节选内容:

····················

Rdd和DataFrame的转换
1.直接手动确定
peopleRDD.map{x = >
val para = x.split(",")
(para(0),para(1).trim.toInt)
}.toDF("name","age")
2.通过反射确定
case class People(name:String,age:Int)
peopleRdd.map{x = >
val para = x.split(",")
People(para(0),para(1).trim.toInt)
}.toDF
3.通过编程方式来确定
准备Scheam
val schema = StructType(StructField("name",StringType)::StructField("age",IntegerType)::Nil)
准备Data[需要Row类型]
val data = peopleRdd.map{x =>
val para = x.split(",")
Row(para(0),para(1).trim.toInt)}
生成DataFrame
val dataFrame = spark.createDataFrame(data,schema)

····················

任务目标:
请根据上文关于RDD与DataFrame转换的节选回答下列问题：
(a) 通过反射确定的方式中，定义的样例类名称是什么？
(b) 通过编程方式确定时，准备数据需要使用什么类型？
(c) 在所准备的Schema中，"age"字段被指定为什么类型？

····················

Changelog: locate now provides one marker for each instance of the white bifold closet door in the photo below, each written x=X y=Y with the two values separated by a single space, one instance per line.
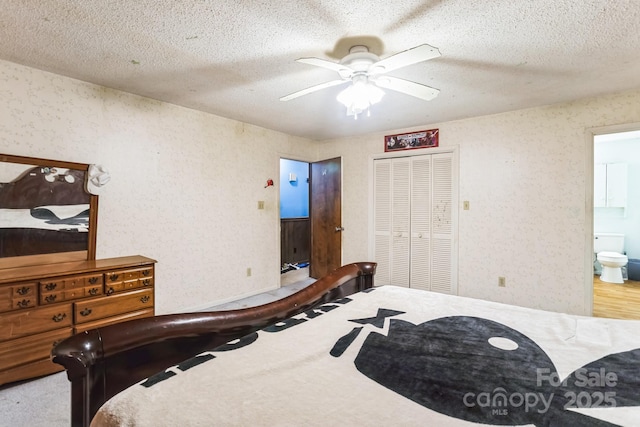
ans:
x=413 y=222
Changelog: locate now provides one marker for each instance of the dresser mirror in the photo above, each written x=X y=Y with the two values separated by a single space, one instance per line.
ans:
x=46 y=215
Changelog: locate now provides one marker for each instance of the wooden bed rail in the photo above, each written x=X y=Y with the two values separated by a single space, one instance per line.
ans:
x=104 y=361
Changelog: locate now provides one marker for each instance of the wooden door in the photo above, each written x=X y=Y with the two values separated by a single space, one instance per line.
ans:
x=325 y=210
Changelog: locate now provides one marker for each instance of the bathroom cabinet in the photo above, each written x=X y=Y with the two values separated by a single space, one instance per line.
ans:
x=610 y=185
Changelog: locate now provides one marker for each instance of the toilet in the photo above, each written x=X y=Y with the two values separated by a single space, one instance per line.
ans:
x=609 y=248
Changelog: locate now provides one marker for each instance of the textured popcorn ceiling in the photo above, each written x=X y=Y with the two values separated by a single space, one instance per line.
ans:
x=236 y=58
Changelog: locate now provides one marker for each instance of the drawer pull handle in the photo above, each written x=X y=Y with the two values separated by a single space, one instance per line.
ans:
x=59 y=317
x=24 y=303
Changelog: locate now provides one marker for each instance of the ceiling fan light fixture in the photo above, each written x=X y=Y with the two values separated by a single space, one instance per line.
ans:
x=359 y=97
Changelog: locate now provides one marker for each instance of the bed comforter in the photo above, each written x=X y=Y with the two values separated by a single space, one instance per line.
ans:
x=402 y=357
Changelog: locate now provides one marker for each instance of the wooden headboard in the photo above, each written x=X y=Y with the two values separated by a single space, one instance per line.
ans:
x=102 y=362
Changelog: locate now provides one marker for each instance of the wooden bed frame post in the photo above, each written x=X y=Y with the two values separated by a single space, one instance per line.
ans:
x=102 y=362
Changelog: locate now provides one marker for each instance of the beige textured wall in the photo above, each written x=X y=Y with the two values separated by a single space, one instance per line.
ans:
x=525 y=175
x=184 y=188
x=186 y=184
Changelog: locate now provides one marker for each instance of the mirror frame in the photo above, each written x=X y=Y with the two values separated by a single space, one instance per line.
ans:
x=51 y=258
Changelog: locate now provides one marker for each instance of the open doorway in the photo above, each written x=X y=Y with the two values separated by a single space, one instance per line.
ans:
x=311 y=233
x=616 y=215
x=295 y=224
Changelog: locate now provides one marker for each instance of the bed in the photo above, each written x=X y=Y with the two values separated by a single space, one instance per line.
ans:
x=387 y=355
x=102 y=362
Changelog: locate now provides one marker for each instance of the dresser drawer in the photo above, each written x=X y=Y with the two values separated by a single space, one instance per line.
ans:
x=18 y=296
x=57 y=284
x=25 y=322
x=125 y=280
x=99 y=308
x=30 y=348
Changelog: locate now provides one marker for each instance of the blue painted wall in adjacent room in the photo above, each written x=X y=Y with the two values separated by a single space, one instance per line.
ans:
x=294 y=195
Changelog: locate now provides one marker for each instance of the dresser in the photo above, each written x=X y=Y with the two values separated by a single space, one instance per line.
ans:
x=41 y=305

····················

任务结果:
(a) People
(b) Row类型
(c) IntegerType